-- Start --
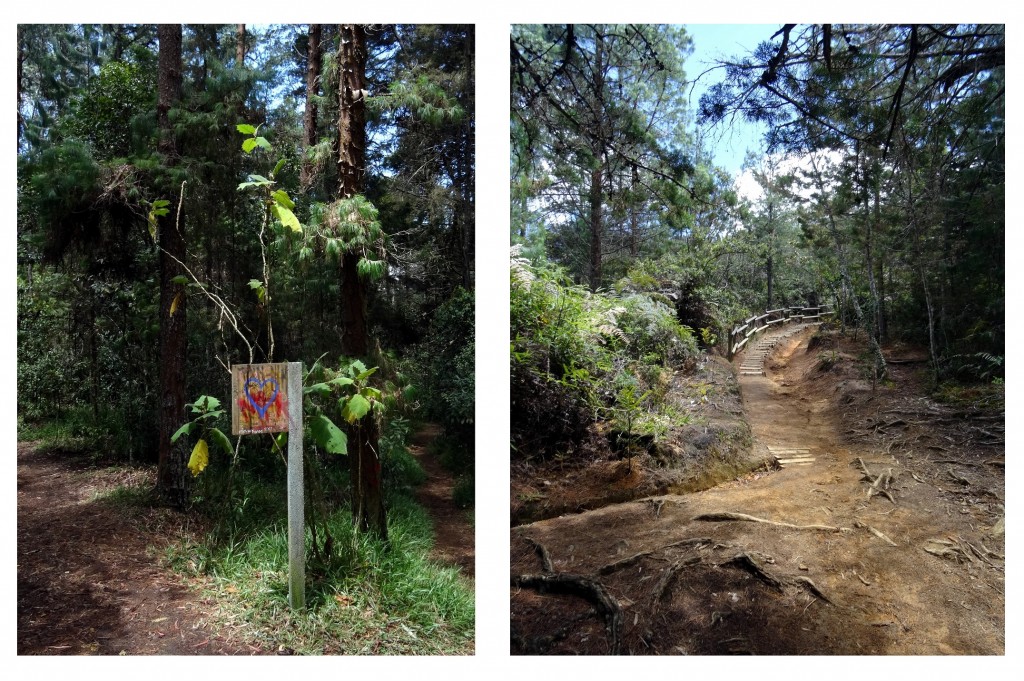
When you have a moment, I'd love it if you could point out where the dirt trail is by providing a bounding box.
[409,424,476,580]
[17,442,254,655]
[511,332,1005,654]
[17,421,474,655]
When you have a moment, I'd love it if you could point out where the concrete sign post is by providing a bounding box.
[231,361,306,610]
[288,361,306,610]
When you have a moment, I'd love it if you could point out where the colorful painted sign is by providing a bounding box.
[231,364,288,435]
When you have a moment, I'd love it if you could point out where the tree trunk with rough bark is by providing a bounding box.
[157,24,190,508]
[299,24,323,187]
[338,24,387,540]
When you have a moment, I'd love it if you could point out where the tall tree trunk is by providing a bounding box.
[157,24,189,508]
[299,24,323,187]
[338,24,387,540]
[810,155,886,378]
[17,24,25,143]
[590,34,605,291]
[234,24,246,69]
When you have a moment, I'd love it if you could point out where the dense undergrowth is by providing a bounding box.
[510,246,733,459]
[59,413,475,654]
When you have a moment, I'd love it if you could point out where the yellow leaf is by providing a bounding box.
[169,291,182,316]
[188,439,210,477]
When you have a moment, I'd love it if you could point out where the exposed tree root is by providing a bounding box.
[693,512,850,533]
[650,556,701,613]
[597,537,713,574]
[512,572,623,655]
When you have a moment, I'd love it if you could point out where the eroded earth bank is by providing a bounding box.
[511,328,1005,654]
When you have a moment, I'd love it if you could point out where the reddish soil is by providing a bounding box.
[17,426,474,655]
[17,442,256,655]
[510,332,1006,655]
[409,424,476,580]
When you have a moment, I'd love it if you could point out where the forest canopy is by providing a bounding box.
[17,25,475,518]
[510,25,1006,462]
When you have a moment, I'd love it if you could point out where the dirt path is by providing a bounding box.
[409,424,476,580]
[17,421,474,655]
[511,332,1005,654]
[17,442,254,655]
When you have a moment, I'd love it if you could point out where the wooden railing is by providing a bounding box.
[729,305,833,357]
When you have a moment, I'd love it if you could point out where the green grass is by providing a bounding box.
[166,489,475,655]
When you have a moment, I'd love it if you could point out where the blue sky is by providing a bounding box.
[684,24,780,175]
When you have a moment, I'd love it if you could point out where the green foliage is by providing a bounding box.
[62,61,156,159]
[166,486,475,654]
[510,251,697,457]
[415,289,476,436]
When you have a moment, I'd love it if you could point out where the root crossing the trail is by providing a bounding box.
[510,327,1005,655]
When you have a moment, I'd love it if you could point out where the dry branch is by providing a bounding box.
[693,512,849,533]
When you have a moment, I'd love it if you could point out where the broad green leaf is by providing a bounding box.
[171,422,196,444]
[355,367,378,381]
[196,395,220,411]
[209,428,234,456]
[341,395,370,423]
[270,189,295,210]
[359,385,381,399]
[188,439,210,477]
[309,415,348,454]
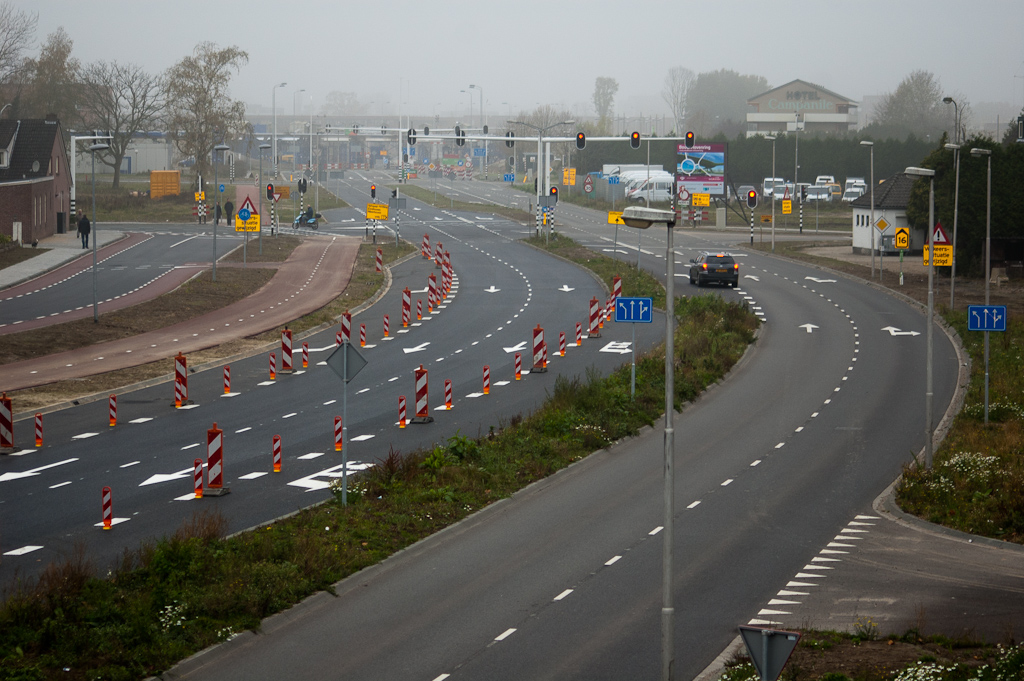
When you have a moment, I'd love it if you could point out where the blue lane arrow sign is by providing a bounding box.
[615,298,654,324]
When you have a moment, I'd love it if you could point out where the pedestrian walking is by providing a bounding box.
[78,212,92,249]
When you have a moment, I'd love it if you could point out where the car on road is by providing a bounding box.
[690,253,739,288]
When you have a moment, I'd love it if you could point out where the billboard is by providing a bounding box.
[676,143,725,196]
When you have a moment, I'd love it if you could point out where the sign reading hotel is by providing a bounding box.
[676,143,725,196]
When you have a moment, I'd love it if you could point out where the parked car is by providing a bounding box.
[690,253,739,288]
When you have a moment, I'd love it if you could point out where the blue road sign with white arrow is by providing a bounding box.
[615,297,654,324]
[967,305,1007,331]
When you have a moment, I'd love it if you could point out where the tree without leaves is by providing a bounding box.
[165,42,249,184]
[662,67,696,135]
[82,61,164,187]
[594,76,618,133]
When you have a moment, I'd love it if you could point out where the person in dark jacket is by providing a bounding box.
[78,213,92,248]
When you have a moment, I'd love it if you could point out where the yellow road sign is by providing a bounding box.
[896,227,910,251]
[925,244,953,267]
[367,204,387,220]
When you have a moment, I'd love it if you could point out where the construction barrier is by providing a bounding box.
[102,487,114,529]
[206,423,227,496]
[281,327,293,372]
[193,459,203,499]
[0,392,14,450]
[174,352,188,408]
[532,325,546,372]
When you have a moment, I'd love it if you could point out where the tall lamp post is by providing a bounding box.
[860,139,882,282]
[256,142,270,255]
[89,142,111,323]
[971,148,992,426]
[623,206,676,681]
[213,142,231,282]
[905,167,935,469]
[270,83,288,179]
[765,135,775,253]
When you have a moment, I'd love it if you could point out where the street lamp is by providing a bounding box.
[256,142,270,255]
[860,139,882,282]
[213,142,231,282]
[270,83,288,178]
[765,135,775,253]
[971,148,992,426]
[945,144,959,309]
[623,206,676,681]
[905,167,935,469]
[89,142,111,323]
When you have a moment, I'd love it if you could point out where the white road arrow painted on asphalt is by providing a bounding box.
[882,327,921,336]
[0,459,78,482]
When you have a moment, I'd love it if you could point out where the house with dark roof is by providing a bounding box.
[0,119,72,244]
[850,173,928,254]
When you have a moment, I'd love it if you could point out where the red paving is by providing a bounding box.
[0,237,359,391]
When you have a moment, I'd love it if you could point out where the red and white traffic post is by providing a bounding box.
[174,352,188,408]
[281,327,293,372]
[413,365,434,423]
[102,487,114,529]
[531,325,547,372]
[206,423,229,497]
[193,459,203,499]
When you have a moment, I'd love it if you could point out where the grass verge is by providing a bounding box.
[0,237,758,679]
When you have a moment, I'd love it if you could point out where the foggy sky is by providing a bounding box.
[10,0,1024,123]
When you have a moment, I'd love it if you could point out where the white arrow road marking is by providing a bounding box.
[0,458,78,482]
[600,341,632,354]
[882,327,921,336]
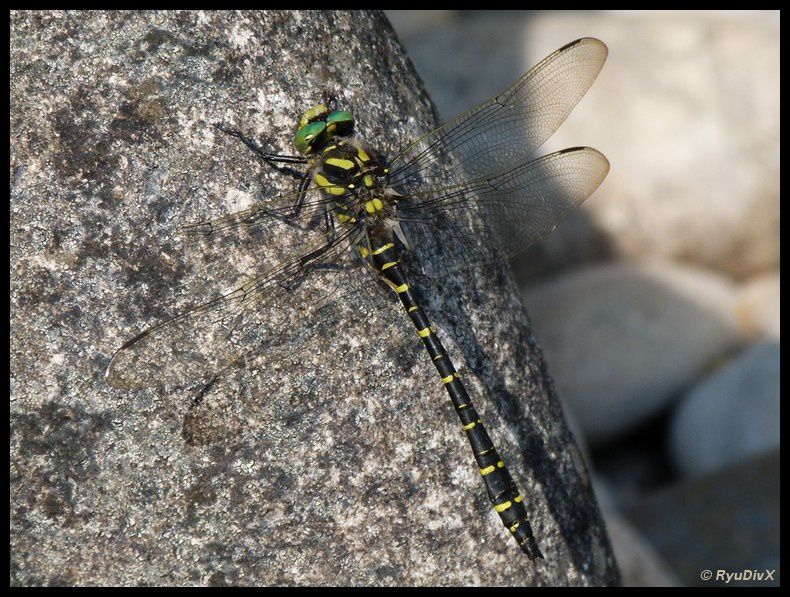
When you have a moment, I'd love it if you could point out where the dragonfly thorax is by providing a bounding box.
-- End --
-- Start --
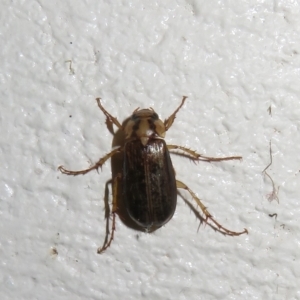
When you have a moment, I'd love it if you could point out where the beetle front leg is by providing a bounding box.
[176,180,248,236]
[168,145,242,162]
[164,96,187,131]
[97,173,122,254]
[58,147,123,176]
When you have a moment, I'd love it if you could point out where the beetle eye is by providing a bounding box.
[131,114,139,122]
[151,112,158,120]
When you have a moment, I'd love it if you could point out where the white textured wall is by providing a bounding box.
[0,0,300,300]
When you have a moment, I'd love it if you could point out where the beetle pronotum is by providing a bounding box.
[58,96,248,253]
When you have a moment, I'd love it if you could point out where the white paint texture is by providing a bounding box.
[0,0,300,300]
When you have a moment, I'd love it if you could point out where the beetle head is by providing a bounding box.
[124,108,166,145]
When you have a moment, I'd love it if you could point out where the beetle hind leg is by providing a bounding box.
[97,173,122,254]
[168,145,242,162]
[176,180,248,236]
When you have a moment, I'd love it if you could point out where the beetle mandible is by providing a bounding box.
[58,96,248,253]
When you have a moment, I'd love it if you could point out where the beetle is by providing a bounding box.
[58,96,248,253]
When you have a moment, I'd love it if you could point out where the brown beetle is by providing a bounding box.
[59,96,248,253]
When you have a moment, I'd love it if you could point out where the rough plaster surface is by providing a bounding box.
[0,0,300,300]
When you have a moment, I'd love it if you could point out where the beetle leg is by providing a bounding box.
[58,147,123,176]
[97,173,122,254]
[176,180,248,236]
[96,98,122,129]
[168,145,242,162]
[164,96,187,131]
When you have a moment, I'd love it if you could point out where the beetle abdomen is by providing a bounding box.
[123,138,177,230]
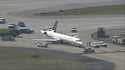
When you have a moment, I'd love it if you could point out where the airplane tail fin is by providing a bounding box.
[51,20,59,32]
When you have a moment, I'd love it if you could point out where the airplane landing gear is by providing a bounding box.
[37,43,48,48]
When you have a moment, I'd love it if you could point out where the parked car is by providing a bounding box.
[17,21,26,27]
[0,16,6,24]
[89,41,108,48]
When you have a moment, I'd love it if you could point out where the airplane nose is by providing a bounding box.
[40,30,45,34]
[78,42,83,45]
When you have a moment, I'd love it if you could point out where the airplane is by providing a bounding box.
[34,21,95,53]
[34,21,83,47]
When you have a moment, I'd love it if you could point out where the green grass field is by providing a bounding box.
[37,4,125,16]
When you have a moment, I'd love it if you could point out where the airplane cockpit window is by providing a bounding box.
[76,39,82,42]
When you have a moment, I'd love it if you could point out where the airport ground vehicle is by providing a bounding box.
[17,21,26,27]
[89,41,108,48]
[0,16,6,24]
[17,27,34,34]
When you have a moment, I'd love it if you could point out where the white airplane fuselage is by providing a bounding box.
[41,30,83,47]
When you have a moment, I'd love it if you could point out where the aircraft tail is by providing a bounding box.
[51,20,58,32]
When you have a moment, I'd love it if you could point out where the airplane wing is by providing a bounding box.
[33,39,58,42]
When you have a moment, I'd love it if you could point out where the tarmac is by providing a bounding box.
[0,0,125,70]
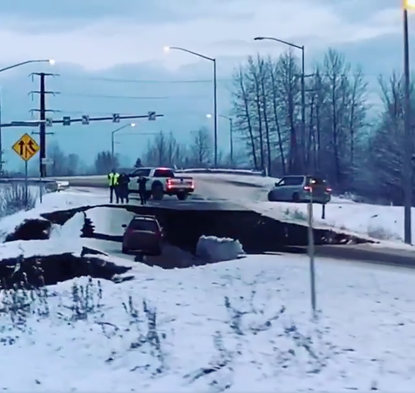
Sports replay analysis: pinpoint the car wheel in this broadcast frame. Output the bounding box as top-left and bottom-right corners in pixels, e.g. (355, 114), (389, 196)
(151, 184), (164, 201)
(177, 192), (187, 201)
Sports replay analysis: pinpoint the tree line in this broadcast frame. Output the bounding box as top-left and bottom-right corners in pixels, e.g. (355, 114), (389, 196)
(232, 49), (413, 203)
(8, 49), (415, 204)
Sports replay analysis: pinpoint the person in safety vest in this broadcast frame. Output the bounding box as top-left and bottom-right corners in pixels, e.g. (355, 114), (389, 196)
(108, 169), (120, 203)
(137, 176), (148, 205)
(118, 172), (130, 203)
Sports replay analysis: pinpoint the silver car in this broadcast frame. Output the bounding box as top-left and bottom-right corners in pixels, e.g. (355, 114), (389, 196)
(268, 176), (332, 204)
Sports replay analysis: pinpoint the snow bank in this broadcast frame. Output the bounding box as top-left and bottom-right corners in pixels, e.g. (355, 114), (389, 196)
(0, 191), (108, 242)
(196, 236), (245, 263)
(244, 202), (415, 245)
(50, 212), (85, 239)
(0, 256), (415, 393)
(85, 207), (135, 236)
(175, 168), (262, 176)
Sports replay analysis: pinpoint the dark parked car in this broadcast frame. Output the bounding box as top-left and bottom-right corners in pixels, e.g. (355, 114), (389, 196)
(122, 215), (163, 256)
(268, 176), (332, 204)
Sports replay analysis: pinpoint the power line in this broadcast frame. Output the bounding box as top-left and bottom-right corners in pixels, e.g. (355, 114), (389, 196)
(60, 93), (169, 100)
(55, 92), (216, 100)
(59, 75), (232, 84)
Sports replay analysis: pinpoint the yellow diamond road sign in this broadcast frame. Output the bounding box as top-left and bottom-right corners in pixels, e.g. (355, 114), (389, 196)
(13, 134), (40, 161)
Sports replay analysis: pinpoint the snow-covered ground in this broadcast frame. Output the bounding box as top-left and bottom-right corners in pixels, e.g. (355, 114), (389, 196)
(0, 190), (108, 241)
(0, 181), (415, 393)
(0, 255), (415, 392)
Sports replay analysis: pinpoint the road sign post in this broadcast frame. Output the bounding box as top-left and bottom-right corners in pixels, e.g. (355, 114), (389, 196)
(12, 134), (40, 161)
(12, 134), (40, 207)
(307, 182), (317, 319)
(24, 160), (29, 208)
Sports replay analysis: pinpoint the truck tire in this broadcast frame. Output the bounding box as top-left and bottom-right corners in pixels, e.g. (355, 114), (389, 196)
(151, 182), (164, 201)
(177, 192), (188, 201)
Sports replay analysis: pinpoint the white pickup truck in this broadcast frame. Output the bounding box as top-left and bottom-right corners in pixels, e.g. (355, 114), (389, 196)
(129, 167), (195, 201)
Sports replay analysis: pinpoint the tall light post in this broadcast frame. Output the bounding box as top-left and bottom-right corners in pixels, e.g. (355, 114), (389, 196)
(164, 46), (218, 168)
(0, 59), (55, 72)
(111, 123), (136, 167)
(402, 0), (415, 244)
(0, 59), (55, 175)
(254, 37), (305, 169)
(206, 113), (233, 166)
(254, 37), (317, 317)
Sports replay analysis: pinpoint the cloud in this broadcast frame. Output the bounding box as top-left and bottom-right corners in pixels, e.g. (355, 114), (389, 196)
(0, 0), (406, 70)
-- End --
-- Start --
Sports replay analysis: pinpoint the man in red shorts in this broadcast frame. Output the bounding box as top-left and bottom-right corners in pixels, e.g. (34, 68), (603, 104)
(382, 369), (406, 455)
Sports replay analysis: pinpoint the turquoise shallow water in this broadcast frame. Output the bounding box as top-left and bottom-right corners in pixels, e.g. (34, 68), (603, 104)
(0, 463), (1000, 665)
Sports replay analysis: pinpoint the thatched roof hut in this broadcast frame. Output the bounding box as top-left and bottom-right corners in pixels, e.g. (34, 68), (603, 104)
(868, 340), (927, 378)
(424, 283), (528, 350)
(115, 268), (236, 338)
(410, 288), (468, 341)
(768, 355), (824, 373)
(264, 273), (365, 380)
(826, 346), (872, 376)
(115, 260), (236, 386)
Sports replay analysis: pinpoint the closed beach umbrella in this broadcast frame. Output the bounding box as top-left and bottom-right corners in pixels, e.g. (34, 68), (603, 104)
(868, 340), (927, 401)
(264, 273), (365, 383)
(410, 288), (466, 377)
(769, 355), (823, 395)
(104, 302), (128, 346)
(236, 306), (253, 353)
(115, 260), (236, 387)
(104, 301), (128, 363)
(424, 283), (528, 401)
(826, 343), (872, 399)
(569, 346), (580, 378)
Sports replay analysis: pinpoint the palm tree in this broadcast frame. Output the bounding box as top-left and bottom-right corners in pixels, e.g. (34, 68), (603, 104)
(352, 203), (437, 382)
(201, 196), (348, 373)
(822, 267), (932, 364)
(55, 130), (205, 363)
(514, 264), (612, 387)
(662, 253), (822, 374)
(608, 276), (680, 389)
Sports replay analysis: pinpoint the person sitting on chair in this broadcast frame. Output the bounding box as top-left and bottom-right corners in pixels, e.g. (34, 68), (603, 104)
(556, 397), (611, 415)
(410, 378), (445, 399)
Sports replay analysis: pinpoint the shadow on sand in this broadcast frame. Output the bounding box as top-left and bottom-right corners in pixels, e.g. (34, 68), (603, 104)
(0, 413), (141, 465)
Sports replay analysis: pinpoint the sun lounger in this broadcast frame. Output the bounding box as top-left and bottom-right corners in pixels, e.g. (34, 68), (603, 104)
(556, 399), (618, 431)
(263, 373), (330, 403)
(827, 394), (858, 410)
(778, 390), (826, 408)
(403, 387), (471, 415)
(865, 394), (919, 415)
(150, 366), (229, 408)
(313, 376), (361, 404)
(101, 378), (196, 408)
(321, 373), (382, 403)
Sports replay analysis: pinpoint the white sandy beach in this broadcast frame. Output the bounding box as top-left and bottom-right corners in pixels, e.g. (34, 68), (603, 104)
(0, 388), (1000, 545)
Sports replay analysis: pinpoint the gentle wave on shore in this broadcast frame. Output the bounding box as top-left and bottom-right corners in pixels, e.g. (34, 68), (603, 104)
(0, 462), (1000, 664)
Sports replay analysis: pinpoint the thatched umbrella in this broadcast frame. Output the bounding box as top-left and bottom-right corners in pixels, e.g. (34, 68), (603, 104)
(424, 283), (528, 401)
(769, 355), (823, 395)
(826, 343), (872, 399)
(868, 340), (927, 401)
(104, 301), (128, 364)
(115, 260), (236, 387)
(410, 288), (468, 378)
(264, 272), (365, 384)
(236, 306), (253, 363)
-- End --
Replace "concrete" with "wooden" in the records, starting with the line containing "dirt trail is by providing a bounding box." and going on through the line containing "[288,361,306,610]". Give back only those lines, with nothing else changed.

Result of this exercise -
When you have a moment, I'd love it if you could point out where the dirt trail is by providing a bounding box.
[409,424,476,580]
[17,442,254,655]
[511,332,1005,654]
[17,421,474,655]
When you have a moment, I'd love it if you could point out where the wooden sign post is by providing a bounding box.
[231,361,306,610]
[288,361,306,610]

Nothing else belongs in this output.